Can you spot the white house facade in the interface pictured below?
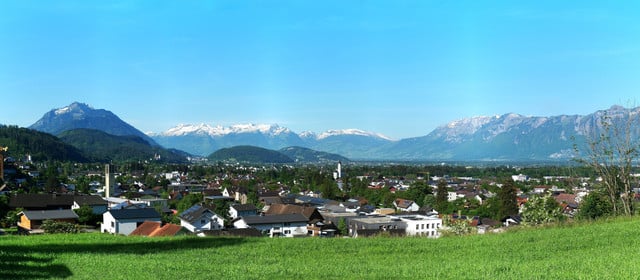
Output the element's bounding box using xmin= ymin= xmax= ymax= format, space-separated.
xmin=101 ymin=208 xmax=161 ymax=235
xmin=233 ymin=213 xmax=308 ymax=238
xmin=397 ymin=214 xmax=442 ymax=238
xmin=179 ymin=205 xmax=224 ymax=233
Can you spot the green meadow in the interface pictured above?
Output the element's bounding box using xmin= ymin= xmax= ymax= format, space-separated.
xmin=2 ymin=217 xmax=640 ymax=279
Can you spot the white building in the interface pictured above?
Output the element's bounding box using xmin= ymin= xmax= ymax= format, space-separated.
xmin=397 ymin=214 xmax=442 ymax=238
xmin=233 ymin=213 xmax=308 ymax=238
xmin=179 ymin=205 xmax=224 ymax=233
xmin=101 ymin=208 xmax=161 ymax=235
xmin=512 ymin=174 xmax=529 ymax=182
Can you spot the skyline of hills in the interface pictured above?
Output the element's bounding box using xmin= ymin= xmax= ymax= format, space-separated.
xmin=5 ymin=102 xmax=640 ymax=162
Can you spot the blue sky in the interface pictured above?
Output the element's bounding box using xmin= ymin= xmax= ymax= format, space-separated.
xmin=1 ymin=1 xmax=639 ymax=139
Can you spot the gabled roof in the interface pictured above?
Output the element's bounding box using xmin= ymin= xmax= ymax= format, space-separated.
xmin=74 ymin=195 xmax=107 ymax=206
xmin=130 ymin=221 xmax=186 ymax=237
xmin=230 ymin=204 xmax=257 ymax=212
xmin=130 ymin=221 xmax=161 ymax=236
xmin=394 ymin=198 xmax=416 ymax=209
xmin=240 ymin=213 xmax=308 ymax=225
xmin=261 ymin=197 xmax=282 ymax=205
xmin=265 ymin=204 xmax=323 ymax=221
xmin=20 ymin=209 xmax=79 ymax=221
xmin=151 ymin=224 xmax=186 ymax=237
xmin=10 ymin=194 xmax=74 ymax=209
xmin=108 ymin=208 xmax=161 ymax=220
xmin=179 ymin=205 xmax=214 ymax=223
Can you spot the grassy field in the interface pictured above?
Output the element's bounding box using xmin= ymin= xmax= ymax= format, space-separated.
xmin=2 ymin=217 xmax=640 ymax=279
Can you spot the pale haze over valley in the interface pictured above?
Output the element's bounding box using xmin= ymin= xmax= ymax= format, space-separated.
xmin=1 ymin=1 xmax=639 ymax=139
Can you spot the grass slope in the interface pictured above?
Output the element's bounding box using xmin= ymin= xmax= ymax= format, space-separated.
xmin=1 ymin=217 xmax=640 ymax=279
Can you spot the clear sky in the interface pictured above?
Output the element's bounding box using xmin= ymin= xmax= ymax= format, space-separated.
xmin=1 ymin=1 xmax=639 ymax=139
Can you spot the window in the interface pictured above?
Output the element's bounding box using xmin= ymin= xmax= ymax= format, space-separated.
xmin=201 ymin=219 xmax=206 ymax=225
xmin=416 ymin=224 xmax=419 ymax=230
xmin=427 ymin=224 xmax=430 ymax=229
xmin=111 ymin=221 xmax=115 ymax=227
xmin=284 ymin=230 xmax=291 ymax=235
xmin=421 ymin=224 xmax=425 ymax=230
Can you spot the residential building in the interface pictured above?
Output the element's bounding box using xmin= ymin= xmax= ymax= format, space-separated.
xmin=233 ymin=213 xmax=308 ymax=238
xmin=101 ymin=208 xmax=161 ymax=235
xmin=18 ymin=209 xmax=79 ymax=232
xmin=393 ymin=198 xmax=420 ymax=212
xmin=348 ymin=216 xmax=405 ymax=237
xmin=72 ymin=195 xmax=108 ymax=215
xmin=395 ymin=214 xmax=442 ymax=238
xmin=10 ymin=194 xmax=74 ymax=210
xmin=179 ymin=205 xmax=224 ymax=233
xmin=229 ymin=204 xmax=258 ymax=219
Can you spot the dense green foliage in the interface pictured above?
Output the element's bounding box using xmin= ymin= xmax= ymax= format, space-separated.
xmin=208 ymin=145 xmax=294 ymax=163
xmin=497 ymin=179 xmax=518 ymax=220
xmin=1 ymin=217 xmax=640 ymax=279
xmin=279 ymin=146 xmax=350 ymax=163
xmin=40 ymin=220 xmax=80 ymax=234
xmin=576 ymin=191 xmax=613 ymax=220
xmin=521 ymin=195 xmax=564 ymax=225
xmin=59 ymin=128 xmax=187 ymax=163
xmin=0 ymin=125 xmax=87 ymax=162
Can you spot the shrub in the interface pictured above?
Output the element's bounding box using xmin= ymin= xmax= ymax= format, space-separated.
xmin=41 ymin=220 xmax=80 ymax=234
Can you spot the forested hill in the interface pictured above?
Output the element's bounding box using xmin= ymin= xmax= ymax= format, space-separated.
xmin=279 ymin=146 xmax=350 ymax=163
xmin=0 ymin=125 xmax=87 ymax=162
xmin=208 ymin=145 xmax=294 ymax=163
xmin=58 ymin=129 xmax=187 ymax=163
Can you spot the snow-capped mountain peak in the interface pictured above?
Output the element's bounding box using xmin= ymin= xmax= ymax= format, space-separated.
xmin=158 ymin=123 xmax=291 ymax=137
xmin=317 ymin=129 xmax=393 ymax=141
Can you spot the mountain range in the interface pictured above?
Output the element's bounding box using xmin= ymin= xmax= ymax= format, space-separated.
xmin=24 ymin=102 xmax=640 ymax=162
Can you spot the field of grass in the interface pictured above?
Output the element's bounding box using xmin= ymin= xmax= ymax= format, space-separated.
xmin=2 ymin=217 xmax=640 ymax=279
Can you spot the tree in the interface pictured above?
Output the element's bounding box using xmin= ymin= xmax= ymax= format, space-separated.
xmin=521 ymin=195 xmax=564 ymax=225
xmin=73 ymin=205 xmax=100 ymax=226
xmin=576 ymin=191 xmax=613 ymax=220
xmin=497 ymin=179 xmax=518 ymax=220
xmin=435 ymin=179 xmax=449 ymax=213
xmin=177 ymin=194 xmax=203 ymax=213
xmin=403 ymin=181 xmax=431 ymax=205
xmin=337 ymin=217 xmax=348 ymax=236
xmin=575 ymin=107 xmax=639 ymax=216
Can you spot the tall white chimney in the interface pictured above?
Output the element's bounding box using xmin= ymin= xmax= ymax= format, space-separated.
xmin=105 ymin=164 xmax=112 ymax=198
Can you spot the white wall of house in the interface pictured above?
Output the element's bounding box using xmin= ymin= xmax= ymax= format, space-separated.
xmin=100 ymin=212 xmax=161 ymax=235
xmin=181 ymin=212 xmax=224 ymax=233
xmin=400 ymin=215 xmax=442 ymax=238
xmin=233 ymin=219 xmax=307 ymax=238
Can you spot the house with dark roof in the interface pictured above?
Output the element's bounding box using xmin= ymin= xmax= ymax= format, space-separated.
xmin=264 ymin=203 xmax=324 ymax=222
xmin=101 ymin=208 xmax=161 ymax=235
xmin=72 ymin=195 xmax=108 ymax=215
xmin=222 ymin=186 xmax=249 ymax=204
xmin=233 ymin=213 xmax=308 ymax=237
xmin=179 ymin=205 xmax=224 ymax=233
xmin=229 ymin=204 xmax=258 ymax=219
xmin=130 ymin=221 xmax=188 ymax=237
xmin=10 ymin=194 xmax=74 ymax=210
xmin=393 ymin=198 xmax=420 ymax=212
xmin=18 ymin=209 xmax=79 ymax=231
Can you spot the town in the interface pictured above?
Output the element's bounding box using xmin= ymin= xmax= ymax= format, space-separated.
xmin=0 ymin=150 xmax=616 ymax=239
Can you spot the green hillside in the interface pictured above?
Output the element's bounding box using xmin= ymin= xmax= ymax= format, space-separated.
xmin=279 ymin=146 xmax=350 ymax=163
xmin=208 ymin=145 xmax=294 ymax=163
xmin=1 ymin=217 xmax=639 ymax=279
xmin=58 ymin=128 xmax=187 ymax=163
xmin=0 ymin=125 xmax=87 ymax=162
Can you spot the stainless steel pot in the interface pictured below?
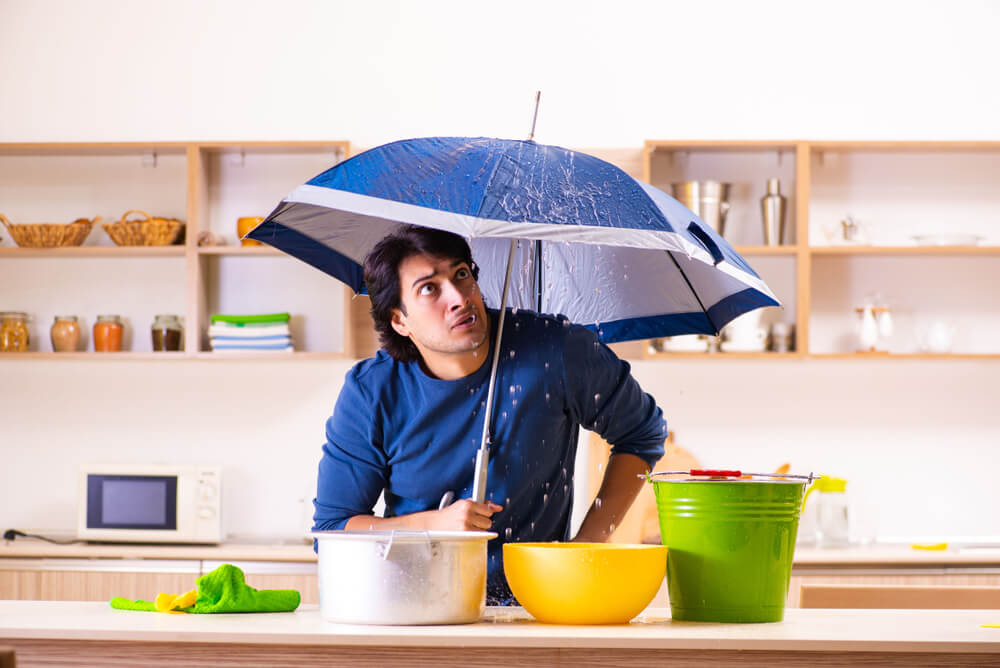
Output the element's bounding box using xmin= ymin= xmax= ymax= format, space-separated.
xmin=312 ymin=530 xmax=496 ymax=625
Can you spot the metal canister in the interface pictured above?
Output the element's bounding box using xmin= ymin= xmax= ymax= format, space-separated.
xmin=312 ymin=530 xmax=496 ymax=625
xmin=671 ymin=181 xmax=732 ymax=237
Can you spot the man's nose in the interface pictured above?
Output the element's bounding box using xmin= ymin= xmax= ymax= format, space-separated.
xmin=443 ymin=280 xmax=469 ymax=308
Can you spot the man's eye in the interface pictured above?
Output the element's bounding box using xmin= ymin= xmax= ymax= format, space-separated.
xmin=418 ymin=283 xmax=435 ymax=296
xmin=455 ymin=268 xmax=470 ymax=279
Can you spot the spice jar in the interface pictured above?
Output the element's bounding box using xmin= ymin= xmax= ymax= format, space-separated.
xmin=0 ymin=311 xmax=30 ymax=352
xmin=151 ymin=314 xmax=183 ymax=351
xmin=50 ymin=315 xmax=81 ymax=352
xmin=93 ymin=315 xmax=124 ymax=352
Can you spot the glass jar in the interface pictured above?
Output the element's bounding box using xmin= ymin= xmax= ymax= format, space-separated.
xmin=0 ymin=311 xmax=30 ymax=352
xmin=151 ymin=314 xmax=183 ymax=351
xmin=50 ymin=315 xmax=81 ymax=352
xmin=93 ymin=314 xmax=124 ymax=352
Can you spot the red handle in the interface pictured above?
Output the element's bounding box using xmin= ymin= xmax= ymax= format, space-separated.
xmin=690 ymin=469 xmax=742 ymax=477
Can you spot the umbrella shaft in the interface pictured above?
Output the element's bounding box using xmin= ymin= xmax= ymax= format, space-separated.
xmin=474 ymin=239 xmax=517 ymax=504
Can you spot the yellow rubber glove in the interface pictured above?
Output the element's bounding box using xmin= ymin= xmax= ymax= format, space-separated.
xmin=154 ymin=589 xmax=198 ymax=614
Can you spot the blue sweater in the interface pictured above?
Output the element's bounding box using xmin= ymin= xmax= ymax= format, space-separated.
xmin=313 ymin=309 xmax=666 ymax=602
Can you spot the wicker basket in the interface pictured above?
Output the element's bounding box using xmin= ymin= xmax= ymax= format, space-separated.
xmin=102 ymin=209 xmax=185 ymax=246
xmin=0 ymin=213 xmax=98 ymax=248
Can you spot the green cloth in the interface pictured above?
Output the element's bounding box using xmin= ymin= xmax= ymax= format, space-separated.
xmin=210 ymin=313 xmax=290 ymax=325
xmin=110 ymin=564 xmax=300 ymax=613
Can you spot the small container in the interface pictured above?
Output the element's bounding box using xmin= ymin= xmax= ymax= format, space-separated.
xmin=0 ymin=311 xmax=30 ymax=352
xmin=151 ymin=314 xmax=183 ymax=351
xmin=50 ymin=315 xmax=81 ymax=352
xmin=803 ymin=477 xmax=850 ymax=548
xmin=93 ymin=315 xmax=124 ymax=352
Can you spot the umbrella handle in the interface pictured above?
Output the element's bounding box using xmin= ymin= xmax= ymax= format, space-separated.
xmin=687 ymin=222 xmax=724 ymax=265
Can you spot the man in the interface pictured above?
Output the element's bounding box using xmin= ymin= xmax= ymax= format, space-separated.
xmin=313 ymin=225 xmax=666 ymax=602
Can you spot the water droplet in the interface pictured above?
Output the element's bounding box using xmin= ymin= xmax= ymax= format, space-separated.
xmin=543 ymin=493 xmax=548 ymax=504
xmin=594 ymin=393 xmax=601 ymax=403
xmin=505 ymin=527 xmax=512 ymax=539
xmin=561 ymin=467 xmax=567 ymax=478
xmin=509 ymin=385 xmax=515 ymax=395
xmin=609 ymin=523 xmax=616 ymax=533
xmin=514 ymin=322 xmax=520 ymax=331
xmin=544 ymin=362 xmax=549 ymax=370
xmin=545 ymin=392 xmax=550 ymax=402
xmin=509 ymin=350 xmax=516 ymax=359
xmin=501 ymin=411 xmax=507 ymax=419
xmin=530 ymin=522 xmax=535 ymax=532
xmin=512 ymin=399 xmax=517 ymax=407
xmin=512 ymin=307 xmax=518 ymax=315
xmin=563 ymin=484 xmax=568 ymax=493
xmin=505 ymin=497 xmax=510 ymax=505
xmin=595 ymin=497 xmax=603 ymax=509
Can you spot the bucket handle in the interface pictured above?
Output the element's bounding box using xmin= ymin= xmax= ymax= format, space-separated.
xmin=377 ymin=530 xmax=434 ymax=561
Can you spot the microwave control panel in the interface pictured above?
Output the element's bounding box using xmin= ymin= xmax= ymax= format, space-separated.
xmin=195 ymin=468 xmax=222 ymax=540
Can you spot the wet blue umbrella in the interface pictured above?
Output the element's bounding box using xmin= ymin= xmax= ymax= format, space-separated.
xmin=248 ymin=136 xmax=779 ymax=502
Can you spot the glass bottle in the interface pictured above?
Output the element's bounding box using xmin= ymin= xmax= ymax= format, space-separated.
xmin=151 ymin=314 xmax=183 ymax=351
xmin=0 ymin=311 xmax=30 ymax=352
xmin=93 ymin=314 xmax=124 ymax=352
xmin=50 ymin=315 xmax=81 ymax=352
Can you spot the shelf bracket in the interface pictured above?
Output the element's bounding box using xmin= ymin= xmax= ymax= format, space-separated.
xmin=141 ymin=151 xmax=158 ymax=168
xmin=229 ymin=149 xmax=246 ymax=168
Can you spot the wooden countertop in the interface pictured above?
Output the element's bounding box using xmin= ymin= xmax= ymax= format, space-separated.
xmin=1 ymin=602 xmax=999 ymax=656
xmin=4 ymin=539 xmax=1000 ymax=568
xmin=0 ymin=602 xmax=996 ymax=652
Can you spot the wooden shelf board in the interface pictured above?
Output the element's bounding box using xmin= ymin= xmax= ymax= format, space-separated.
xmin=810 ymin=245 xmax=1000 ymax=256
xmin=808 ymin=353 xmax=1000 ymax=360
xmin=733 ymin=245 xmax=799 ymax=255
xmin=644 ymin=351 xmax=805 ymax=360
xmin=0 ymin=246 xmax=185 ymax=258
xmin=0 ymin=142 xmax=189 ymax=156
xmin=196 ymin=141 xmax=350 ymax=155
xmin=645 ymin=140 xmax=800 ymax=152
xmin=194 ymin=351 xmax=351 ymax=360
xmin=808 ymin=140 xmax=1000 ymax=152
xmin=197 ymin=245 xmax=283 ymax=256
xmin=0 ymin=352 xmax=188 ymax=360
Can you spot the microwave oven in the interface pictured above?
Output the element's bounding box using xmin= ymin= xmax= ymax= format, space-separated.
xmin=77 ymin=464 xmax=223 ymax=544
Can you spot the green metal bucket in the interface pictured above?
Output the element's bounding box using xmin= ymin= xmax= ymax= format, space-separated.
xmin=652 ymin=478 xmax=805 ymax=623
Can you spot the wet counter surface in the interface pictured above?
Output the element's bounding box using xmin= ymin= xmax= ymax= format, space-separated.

§ TASK ITEM: Exact repetition is required for the lines from the first one in the listing through the one that holds "Can you spot the white building", and pictures are to be omitted.

§ RESPONSE:
Can you spot the white house facade in the interface pictured below?
Output the element's bounding box using xmin= ymin= xmax= ymax= format, space-separated.
xmin=101 ymin=208 xmax=161 ymax=235
xmin=233 ymin=213 xmax=308 ymax=238
xmin=397 ymin=214 xmax=442 ymax=238
xmin=179 ymin=205 xmax=224 ymax=233
Can you spot the green meadow in the interface pictured above?
Output the element's bounding box using xmin= ymin= xmax= ymax= format, space-separated.
xmin=2 ymin=217 xmax=640 ymax=279
Can you spot the white building in the interface pictured above?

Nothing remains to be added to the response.